◆ **Goal of the exercise**
Please find each line in the rows below that contains the word "interior" and copy those lines out.

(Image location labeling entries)
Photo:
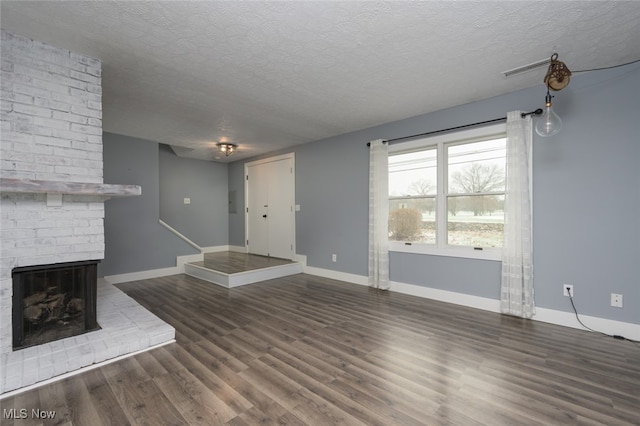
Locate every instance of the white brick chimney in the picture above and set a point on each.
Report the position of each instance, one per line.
(52, 206)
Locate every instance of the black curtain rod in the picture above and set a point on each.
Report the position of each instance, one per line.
(480, 123)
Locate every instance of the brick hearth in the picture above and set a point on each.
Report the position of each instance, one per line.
(51, 136)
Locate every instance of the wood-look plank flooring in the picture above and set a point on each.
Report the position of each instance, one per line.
(304, 350)
(230, 262)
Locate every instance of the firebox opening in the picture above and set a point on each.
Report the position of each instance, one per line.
(52, 302)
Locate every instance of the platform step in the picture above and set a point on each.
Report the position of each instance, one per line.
(241, 278)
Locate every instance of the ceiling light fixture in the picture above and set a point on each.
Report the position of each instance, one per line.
(525, 68)
(227, 148)
(557, 78)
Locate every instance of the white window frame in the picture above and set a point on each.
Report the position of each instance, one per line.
(441, 248)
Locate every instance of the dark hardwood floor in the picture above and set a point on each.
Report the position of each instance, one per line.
(307, 350)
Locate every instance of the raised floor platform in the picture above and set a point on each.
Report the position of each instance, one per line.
(232, 269)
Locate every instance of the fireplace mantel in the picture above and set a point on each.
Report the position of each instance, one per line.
(74, 188)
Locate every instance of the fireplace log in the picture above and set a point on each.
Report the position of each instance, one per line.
(33, 314)
(35, 299)
(75, 306)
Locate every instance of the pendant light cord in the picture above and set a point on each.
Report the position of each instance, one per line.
(608, 68)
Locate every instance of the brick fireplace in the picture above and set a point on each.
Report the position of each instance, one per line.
(52, 204)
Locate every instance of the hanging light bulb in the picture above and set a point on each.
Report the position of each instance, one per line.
(548, 124)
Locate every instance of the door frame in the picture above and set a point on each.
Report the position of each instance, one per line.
(289, 156)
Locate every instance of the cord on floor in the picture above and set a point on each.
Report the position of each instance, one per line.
(615, 336)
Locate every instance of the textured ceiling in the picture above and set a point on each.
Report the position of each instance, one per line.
(267, 75)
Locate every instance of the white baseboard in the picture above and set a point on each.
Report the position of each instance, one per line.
(143, 275)
(237, 249)
(336, 275)
(551, 316)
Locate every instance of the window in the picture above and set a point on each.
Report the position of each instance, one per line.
(446, 194)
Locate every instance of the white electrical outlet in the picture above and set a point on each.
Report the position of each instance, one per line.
(566, 288)
(616, 300)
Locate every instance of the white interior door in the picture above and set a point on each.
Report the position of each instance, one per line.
(270, 207)
(257, 212)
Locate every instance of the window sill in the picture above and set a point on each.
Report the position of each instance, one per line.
(464, 252)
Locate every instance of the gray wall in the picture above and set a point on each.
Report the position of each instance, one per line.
(134, 241)
(206, 220)
(586, 198)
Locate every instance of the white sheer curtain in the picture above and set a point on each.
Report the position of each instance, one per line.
(516, 295)
(379, 215)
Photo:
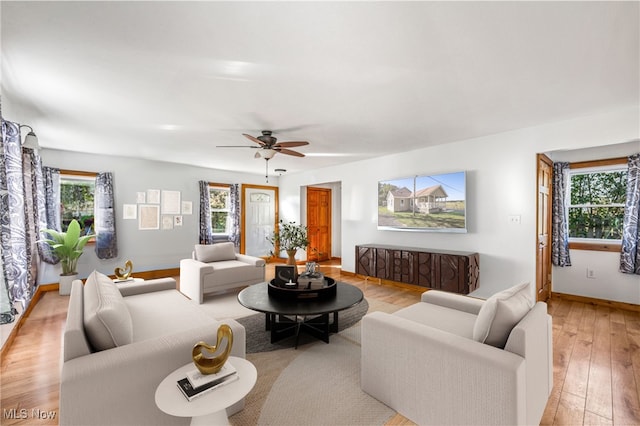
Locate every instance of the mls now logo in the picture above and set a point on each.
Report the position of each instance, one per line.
(23, 413)
(14, 413)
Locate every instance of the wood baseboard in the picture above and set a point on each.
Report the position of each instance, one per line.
(593, 301)
(21, 320)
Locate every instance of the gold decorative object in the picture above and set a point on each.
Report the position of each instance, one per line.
(124, 274)
(212, 365)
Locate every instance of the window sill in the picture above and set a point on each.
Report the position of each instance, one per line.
(612, 247)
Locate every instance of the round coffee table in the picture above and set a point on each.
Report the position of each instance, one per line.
(285, 318)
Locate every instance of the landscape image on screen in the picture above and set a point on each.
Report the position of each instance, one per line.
(423, 203)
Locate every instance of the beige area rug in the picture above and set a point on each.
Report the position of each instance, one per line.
(318, 384)
(225, 305)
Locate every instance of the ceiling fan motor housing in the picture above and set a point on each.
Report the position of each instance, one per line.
(267, 138)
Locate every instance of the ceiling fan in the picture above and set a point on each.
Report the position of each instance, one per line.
(269, 145)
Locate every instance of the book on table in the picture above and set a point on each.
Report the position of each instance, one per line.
(196, 384)
(192, 393)
(197, 379)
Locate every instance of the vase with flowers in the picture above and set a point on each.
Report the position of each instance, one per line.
(289, 237)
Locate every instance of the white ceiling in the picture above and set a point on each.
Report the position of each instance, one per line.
(171, 80)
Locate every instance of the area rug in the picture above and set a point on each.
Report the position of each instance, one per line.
(259, 340)
(316, 384)
(225, 305)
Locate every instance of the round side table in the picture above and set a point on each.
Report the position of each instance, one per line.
(210, 408)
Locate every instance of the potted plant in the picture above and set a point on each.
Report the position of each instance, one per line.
(289, 237)
(68, 247)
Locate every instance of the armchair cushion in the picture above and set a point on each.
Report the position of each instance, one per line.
(107, 320)
(500, 313)
(215, 252)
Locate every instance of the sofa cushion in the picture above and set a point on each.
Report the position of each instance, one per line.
(215, 252)
(107, 321)
(500, 313)
(446, 319)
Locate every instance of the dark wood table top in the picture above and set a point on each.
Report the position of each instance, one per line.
(257, 298)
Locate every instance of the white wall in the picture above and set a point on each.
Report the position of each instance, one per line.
(501, 181)
(608, 283)
(151, 249)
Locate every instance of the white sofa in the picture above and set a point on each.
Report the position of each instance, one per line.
(119, 343)
(455, 360)
(217, 267)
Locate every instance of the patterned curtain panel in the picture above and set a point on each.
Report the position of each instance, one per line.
(18, 216)
(105, 217)
(7, 310)
(206, 233)
(630, 254)
(560, 223)
(234, 200)
(48, 210)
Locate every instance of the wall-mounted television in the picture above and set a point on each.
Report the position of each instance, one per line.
(431, 203)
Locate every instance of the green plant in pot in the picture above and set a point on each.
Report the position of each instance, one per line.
(68, 247)
(289, 237)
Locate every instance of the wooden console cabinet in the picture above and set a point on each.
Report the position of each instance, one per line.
(453, 271)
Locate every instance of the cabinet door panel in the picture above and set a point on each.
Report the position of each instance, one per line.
(382, 264)
(448, 272)
(425, 271)
(365, 261)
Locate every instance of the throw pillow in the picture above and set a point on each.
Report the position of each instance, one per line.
(107, 321)
(500, 313)
(215, 252)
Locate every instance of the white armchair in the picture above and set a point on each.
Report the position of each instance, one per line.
(217, 267)
(454, 360)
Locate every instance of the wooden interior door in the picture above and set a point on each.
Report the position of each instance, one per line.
(543, 220)
(319, 224)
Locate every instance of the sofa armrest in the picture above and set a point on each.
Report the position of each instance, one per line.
(425, 374)
(251, 260)
(148, 286)
(455, 301)
(121, 382)
(192, 273)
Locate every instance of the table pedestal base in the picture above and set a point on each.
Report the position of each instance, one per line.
(283, 326)
(219, 418)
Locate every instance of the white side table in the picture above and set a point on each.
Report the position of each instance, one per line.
(208, 409)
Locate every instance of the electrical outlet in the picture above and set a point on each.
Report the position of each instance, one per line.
(514, 219)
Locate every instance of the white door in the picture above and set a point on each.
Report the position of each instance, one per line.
(259, 219)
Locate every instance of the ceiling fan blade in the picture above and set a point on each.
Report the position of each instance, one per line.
(251, 138)
(290, 152)
(291, 144)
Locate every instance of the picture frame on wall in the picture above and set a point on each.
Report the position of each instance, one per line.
(148, 217)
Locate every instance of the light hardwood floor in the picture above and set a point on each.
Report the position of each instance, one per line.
(596, 360)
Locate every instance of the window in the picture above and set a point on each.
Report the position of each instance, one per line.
(77, 191)
(596, 202)
(219, 202)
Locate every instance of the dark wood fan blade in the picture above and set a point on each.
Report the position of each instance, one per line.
(290, 152)
(251, 138)
(291, 144)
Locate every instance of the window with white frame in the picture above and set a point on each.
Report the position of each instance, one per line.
(220, 208)
(596, 203)
(77, 190)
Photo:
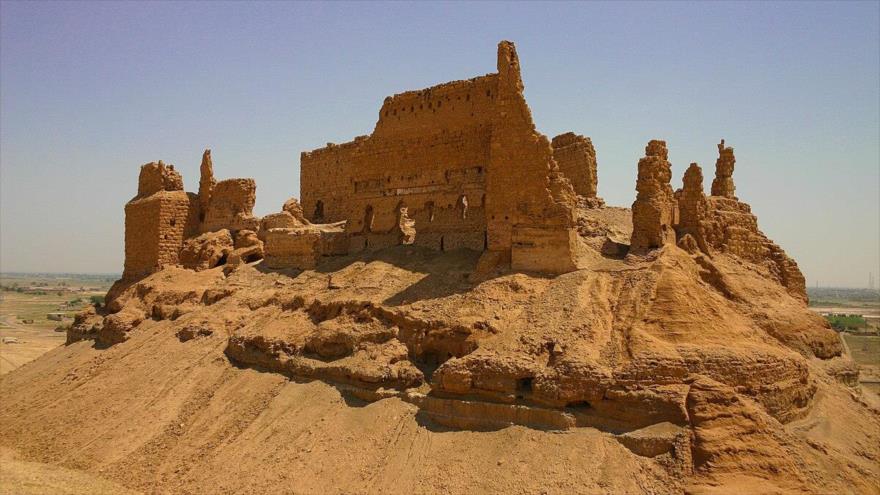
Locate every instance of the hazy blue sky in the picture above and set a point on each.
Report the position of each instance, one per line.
(90, 91)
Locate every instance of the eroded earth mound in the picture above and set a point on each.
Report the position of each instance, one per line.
(685, 373)
(451, 309)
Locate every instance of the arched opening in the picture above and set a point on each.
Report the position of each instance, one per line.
(462, 206)
(369, 216)
(429, 208)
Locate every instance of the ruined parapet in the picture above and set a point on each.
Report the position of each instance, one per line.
(576, 158)
(157, 176)
(293, 207)
(157, 221)
(231, 206)
(654, 207)
(723, 185)
(692, 206)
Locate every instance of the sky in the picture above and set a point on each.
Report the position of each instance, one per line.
(91, 91)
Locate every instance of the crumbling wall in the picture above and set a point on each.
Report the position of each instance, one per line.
(424, 176)
(157, 176)
(301, 247)
(576, 158)
(231, 206)
(156, 221)
(206, 184)
(428, 155)
(654, 207)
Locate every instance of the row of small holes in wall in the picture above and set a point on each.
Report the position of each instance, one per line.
(439, 103)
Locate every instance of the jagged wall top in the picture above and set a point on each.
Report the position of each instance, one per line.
(156, 176)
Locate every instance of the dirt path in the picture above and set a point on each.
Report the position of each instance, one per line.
(21, 344)
(33, 478)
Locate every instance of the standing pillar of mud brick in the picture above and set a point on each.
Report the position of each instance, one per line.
(529, 204)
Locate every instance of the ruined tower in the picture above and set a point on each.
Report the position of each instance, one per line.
(692, 205)
(156, 221)
(655, 203)
(723, 183)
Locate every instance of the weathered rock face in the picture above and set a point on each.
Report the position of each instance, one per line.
(576, 159)
(723, 184)
(654, 206)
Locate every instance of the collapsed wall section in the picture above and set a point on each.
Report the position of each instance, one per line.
(576, 158)
(722, 223)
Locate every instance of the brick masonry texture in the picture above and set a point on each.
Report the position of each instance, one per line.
(457, 165)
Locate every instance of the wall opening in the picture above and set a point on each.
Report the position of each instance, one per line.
(462, 205)
(369, 216)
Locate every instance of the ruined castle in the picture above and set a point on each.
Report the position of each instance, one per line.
(455, 166)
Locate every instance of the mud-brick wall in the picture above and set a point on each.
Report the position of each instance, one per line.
(155, 227)
(576, 159)
(231, 206)
(429, 155)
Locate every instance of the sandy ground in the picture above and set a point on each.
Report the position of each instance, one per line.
(21, 477)
(20, 344)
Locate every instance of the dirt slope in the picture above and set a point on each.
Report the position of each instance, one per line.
(401, 372)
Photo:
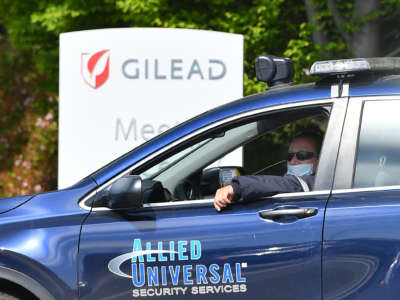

◆ **Output for this task**
Locate every instance of the white interior door in the picture above and set a point on each.
Locate every instance of the wooden interior door in the picture above and set a point on each.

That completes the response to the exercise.